Brief - Copy every one of the following entries line for line, without altering anything.

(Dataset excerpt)
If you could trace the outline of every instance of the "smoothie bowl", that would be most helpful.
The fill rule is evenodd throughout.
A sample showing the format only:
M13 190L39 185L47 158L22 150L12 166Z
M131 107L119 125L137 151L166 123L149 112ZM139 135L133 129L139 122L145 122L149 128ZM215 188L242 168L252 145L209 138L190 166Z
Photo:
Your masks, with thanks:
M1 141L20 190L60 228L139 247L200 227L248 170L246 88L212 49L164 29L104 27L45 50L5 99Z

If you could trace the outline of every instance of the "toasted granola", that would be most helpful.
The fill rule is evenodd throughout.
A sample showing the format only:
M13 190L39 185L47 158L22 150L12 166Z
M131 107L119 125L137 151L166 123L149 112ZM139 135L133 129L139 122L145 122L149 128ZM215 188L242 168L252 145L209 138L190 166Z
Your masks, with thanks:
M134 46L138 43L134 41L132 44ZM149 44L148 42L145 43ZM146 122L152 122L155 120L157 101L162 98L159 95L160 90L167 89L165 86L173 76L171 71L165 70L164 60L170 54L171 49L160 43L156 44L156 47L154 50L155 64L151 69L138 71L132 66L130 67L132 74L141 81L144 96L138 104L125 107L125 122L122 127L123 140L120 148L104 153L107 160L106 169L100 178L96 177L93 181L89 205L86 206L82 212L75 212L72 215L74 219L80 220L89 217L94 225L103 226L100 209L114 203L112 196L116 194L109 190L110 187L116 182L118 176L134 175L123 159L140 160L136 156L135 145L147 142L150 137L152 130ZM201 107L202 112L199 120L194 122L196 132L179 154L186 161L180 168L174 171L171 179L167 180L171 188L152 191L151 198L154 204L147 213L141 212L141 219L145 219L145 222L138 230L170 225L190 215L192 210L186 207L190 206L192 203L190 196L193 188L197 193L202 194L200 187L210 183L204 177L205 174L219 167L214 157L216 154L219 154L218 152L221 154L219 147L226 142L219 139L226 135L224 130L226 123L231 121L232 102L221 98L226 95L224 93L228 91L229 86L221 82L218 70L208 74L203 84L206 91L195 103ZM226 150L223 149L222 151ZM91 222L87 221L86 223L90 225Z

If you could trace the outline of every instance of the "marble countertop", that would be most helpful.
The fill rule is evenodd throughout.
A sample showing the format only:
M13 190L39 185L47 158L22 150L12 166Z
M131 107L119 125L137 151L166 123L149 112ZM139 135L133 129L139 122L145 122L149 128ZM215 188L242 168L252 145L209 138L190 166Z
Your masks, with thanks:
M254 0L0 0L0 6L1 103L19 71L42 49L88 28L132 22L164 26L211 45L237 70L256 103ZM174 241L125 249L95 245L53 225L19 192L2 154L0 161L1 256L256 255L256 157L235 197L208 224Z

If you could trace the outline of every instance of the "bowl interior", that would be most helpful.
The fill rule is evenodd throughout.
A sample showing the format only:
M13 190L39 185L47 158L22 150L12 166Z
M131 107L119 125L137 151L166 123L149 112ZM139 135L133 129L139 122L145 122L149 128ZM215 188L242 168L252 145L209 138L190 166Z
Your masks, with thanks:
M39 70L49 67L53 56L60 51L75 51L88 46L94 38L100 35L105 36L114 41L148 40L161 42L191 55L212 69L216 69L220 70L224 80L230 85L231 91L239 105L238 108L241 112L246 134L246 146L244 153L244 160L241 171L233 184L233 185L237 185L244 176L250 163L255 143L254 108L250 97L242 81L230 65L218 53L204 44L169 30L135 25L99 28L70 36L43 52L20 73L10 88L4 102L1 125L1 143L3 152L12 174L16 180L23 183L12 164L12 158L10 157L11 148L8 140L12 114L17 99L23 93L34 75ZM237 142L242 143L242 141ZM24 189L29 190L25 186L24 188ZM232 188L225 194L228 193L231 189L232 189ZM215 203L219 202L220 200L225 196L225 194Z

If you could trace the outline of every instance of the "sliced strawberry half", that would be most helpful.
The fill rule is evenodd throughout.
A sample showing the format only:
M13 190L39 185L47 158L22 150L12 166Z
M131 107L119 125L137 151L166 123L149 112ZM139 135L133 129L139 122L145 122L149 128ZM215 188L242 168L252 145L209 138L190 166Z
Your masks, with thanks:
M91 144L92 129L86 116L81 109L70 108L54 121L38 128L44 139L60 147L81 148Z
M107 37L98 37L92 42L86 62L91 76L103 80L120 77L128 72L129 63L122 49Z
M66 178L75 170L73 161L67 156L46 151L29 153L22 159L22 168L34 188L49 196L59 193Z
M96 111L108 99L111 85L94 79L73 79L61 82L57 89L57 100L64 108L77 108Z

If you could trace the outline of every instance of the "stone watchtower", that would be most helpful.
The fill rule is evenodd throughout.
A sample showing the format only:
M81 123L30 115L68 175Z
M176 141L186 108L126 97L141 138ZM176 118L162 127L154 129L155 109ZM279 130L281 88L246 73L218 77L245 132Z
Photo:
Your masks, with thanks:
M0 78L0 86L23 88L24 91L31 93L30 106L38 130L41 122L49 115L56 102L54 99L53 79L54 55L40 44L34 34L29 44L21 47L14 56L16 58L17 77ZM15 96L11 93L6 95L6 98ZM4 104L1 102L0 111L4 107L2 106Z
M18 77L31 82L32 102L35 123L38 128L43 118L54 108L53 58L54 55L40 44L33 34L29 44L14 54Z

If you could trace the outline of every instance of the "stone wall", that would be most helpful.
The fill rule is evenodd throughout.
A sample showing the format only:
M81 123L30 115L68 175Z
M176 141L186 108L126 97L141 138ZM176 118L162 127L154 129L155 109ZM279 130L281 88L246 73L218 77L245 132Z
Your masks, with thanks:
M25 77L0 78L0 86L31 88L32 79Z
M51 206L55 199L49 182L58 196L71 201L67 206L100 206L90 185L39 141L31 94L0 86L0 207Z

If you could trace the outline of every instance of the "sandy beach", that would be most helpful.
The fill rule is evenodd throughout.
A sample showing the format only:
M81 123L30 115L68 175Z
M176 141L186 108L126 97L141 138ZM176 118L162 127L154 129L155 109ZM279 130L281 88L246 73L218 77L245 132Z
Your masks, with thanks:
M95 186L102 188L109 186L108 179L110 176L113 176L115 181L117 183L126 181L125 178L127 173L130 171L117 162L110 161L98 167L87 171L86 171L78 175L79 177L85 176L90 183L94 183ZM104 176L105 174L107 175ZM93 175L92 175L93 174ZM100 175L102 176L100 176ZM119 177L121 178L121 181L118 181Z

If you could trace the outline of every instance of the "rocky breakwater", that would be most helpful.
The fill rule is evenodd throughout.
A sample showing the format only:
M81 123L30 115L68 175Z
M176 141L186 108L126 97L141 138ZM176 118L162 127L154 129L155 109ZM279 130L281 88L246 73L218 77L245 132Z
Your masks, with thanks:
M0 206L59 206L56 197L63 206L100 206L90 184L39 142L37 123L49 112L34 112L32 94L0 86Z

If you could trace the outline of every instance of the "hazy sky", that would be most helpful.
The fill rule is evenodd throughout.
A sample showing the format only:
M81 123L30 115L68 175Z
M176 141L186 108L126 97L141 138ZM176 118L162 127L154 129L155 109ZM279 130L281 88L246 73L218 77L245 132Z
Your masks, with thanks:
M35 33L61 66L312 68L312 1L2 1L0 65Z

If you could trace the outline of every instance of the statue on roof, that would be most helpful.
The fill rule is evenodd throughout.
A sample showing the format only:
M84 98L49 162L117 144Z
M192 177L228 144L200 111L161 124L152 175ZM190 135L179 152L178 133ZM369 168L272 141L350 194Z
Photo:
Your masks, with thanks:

Exercise result -
If you could trace the outline of every instance of the "smoothie bowl", that would be most helpful.
The fill rule is evenodd throughout.
A sample showing the format only:
M13 190L39 185L47 158L22 150L12 166Z
M131 107L119 125L137 151L166 123L149 112ZM139 135L133 129L139 122L145 122L149 128ZM215 188L242 168L252 145L209 138L190 166Z
Photo:
Your masks, with thanks:
M1 141L20 190L60 228L139 247L200 227L248 170L246 88L212 49L164 29L104 27L45 50L5 99Z

If you could trace the outline of every instance of the "toasted granola", that would be most helpful.
The fill rule is evenodd throughout.
A sample showing the format only:
M13 190L39 185L47 158L22 150L12 166Z
M131 107L119 125L137 151L166 123L149 112ZM139 135L133 129L139 122L145 122L149 128ZM215 188L242 168L252 145L209 138L190 166Z
Your masks, with thanks:
M134 46L138 43L134 41L132 44ZM149 44L148 42L145 43ZM146 122L152 122L155 120L157 101L162 98L159 95L160 90L167 89L165 86L173 76L171 71L165 70L164 60L170 54L171 49L160 43L156 44L156 47L154 50L155 64L151 69L138 71L132 66L130 67L132 74L141 81L144 96L138 104L125 107L125 122L122 127L123 140L120 148L104 153L107 160L106 169L100 178L96 177L93 181L89 205L86 206L82 212L75 212L72 215L74 219L80 220L89 217L94 225L103 226L100 209L114 203L112 196L116 194L109 190L110 187L116 182L118 176L134 175L123 159L140 160L136 156L135 145L147 142L150 137L152 130ZM201 107L202 112L199 120L194 122L196 132L179 154L186 161L180 168L174 171L171 179L167 180L171 188L152 191L151 198L154 204L147 213L141 212L141 219L145 219L145 222L138 230L170 225L190 215L192 210L186 207L190 206L192 203L190 196L193 188L197 193L202 194L200 187L210 183L204 177L205 174L219 167L214 157L216 154L219 154L218 152L221 154L219 147L226 142L219 139L226 135L224 130L226 123L231 121L232 102L221 98L226 95L224 93L228 91L229 86L221 82L218 70L208 74L203 84L206 91L195 103ZM226 150L223 149L222 151ZM91 222L87 221L86 223L90 225Z

If you could trace the outline of every instance of the "marble countertop", that would be most helpful.
The fill rule is evenodd throughout.
A sample showing the format only:
M13 190L39 185L47 158L22 150L12 166Z
M131 107L119 125L137 151L166 123L149 112ZM139 135L133 129L139 122L145 122L149 128ZM215 188L242 168L252 145L209 138L190 166Z
Your masks, with thanks:
M254 0L0 0L0 6L1 103L19 71L42 49L88 28L132 22L164 26L211 45L237 70L256 103ZM174 241L125 249L95 245L53 225L19 192L2 154L0 161L1 256L256 255L256 157L235 197L208 224Z

If you could trace the outline of every instance of the "bowl interior", that would be most helpful.
The fill rule is evenodd throughout.
A sample showing the format only:
M13 190L39 185L47 158L22 150L12 166Z
M131 107L119 125L137 151L166 123L149 112ZM139 135L133 129L139 122L145 122L149 128ZM215 188L242 168L252 145L209 138L190 166Z
Your masks, with thanks:
M39 70L49 67L53 56L60 51L75 51L88 46L94 38L100 35L105 36L114 41L148 40L161 42L191 55L212 69L216 69L220 70L224 80L230 85L231 91L239 105L238 108L241 112L246 134L246 146L244 153L244 160L241 171L233 184L233 185L237 185L244 176L250 163L255 143L254 108L250 97L242 81L230 65L218 53L204 44L169 30L135 25L99 28L70 36L43 52L20 73L10 88L4 102L1 125L1 143L3 152L12 174L16 180L23 183L12 164L12 158L10 157L11 148L8 140L12 114L17 99L23 93L34 75ZM237 142L242 143L242 141ZM24 189L29 190L25 186L24 188ZM232 188L225 194L228 193L231 189L232 189ZM215 203L219 202L220 200L225 196L225 194Z

If you could trace the outline of every instance of the "sliced strawberry half", that would be most helpful.
The fill rule is evenodd throughout.
A sample showing the format only:
M13 190L39 185L47 158L22 150L12 166Z
M131 107L119 125L137 151L166 123L149 112ZM139 135L133 129L139 122L145 122L149 128ZM215 188L242 168L252 145L209 138L190 166Z
Your masks, with thanks:
M91 144L92 129L86 116L81 109L70 108L54 121L38 128L44 139L60 147L81 148Z
M107 37L98 37L92 42L86 62L91 76L103 80L120 77L128 72L129 63L122 49Z
M66 178L75 170L73 161L67 156L46 151L29 153L22 159L22 168L34 188L49 196L59 193Z
M96 111L108 99L111 85L94 79L73 79L61 82L57 89L57 100L64 108L77 108Z

If you could trace the outline of every instance of the "stone watchtower", that would be most helpful.
The fill rule is evenodd throughout.
A sample showing the format only:
M81 123L30 115L68 175Z
M176 141L186 108L126 97L141 138ZM176 118L162 127L154 129L155 109ZM279 130L281 88L246 73L218 77L245 132Z
Photo:
Your masks, with thanks:
M0 78L0 86L23 88L24 91L31 93L30 106L38 130L41 122L49 115L56 102L54 99L53 79L54 55L40 44L34 34L29 44L21 47L14 56L16 58L17 77ZM15 96L11 93L6 95L6 98ZM4 104L1 102L0 111L4 107L2 106Z
M18 77L31 82L32 102L35 123L38 128L43 118L54 108L53 58L54 55L40 44L33 34L29 44L14 54Z

If you could trace the outline of every instance of the "stone wall", that would be most helpful.
The fill rule is evenodd throughout.
A sample showing the format only:
M81 123L30 115L68 175Z
M176 141L186 108L126 97L141 138ZM176 118L162 127L154 129L155 109ZM279 130L281 88L246 73L218 77L245 132Z
Your masks, with thanks:
M25 77L0 78L0 86L31 88L32 79Z
M51 206L55 199L49 182L58 196L71 201L67 206L100 206L90 185L39 141L31 94L0 86L0 207Z

If you could trace the outline of every instance of the "sandy beach", that would be most helpful.
The fill rule is evenodd throughout.
A sample showing the format only:
M81 123L30 115L68 175Z
M176 141L186 108L126 97L141 138ZM176 118L162 127L154 129L155 109ZM279 130L281 88L246 73L218 77L245 132Z
Your masks, with thanks:
M95 186L102 188L109 186L108 179L110 176L113 176L115 181L117 183L126 181L125 178L127 173L130 171L117 162L110 161L98 167L87 171L86 171L78 175L79 177L85 176L90 183L94 183ZM104 176L105 174L107 175ZM93 175L92 175L93 174ZM100 175L102 176L100 176ZM119 177L121 178L121 181L118 181Z

If you could trace the outline of every instance of the "rocky breakwater", that would be most helpful.
The fill rule is evenodd throughout.
A sample showing the format only:
M81 123L30 115L68 175Z
M176 141L186 108L126 97L141 138ZM176 118L162 127L154 129L155 109ZM279 130L281 88L246 73L218 77L245 132Z
Your masks, with thanks:
M0 206L59 206L56 197L63 206L100 206L90 184L39 142L37 123L49 112L34 112L32 94L0 86Z

If you could trace the outline of every instance of the "hazy sky", that would be most helpful.
The fill rule is evenodd throughout.
A sample showing the format only:
M81 123L30 115L68 175Z
M176 141L186 108L126 97L141 138ZM176 118L162 127L154 129L155 109ZM279 130L281 88L246 73L218 77L245 132Z
Your masks, with thanks:
M35 33L61 66L312 68L312 1L2 1L0 65Z

If you could trace the outline of every instance of the statue on roof, that would be most helpful.
The fill rule is evenodd throughout.
A sample showing the format only:
M84 98L49 162L117 144Z
M192 177L228 144L200 111L161 124L152 175ZM190 135L179 152L178 133ZM369 168L272 141L350 194Z
Photo:
Your masks, with thanks:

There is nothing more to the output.